* _TEXT BLOCK_:

--------------------------------------------------

But for Gordon Brown the problem is to warn and prepare, without causing public panic. Security experts are pretty sure a new version of the Black Death is odds on to happen. Their biggest concern now is that terrorists could use the viruses as a new weapon of mass destruction. Leaders like Brown know they have been warned. · 

Comments

Bird flu may indeed become a modern plaque. It will be a direct result of the poverty, lack of education and infrastructure in countries that do not share access to the resources we take for granted.

We purchase our food commodities in highly regulated, sanitized supermarkets. The food we eat must pass rigor during various levels of its production, from farm to table.

In Asian, African, South American, Central American, Polynesian, Indonesian, Russian and 5 billion of the world's population, food is provided by local vendors, mostly farmers who must sell whatever they have to survive on a daily basis. These people live with their livestock and poultry.

--------------------------------------------------

* _TASK BRIEF_:
Continue the text about bird flu as a new Black Death, starting after its last sentence.

--------------------------------------------------

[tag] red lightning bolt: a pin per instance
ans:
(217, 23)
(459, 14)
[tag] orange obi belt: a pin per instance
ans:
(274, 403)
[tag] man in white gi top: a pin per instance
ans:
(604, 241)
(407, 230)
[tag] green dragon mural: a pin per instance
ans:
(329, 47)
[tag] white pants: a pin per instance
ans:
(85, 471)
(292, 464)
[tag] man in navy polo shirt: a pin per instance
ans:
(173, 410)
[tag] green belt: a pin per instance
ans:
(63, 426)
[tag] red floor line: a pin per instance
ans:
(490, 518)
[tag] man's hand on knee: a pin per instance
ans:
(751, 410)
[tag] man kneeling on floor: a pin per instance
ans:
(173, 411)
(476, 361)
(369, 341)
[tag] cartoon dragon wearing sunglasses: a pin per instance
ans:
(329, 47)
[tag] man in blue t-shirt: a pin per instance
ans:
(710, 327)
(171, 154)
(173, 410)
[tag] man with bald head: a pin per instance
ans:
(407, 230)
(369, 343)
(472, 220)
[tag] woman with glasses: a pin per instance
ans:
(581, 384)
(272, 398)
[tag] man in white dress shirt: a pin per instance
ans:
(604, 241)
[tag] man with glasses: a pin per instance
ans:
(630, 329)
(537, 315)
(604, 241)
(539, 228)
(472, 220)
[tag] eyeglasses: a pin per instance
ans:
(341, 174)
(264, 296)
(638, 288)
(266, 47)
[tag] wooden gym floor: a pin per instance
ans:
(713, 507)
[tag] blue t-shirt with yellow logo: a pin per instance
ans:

--------------------------------------------------

* _ANSWER TO THE EXERCISE_:
They live in squalor according to western standards, but they live according to their economy and traditional cultural norms ensuring them survival.

It is certainly not too late to change the way human beings share this planet. We live during an incredible time in human history. Information sharing has always been key for every societal group that has progressed and raised the standards for human beings.

If we don't share the resources we have with people who must live with their poultry and livestock, we may share the virus that might sweep the world extinguishing a large swath of human beings. Mass extinction would cause collapse of most governments and probably end with nuclear war.

I am Charlie, Staten Island, New York

Oh Dear,
yet another panic.. I live in Laos where we have had bird flu for over two years. Eggs and chicken disappeared for two months, though could still be bought if one knew the right grocers. We have had one death in that time, while one person is killed on the road in Vientiane alone each day. It's hard to know what the panic is about. I can only suppose it is fear of the great white races who in their super sanitised lives have managed to compromise immunity or there is just a need to keep people frightened.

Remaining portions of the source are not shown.